Extrait du document:
===============

Les autorités du pays collectent de grandes quantités de données sous forme d’images, de données personnelles, d’ADN, de scans faciaux, de voix et de modes de vie des individus qui permettent d’identifier les menaces pour le gouvernement chinois.
La dernière technologie de pointe du gouvernement – sous la forme d’un algorithme – parcourt les vastes quantités de données sur les Chinois pour y trouver des « modèles anormaux ». Elle espère ainsi pouvoir prédire les crimes ou les manifestations avant même qu’ils n’aient eu lieu.
Le système vise les fauteurs de troubles potentiels – aux yeux du gouvernement chinois – mais aussi les personnes ayant un passé criminel. Pire, les groupes vulnérables, notamment les minorités ethniques, les travailleurs migrants et les personnes ayant des antécédents de maladie mentale, font également l’objet d’une attention particulière de la part du système.
Ce dernier peut alerter la police en cas d’anomalie, par exemple si un toxicomane appelle le même numéro « trop souvent ». Il peut également déclencher une alarme si une personne s’attarde trop longtemps dans une gare, car elle peut être un pickpocket.
La société technologique Megvii est l’un des principaux fabricants chinois de ce type de logiciels. L’entreprise dispose d’une base de données dans laquelle sont stockés des visages, des photos, des voitures et des images d’incidents. Le système est déjà utilisé par la police de Tianjin, dans le nord de la Chine.
Surveillance étouffante
Cependant, les systèmes de surveillance chinois pénètrent de plus en plus profondément dans la vie des gens ordinaires, repoussant toujours plus loin les limites du contrôle social et politique autour de l’individu.

===============

Extraits de données:
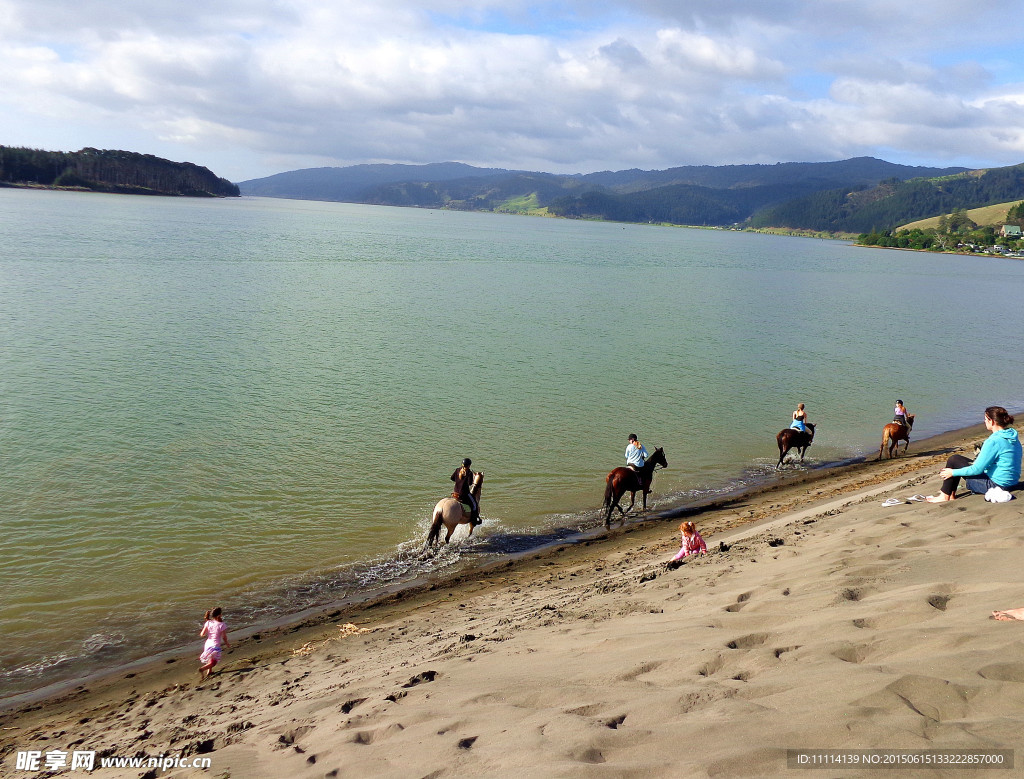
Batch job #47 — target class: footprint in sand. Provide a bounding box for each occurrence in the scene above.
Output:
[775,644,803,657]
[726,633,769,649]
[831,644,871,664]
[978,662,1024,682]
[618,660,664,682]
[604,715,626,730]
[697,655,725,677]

===============

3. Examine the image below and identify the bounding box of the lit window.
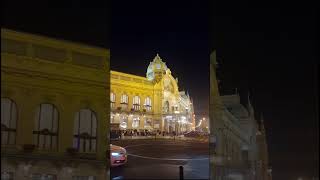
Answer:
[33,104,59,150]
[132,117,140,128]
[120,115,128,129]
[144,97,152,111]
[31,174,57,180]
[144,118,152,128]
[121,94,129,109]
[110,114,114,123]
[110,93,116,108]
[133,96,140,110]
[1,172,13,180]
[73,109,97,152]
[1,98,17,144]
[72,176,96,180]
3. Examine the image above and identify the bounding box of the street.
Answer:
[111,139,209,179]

===============

Consigne: D'après l'extrait sur la surveillance en Chine, quelle police utilise déjà le système de Megvii ? Les données n'ont aucun rapport avec l'extrait du document.

Réponse: La police de Tianjin, dans le nord de la Chine.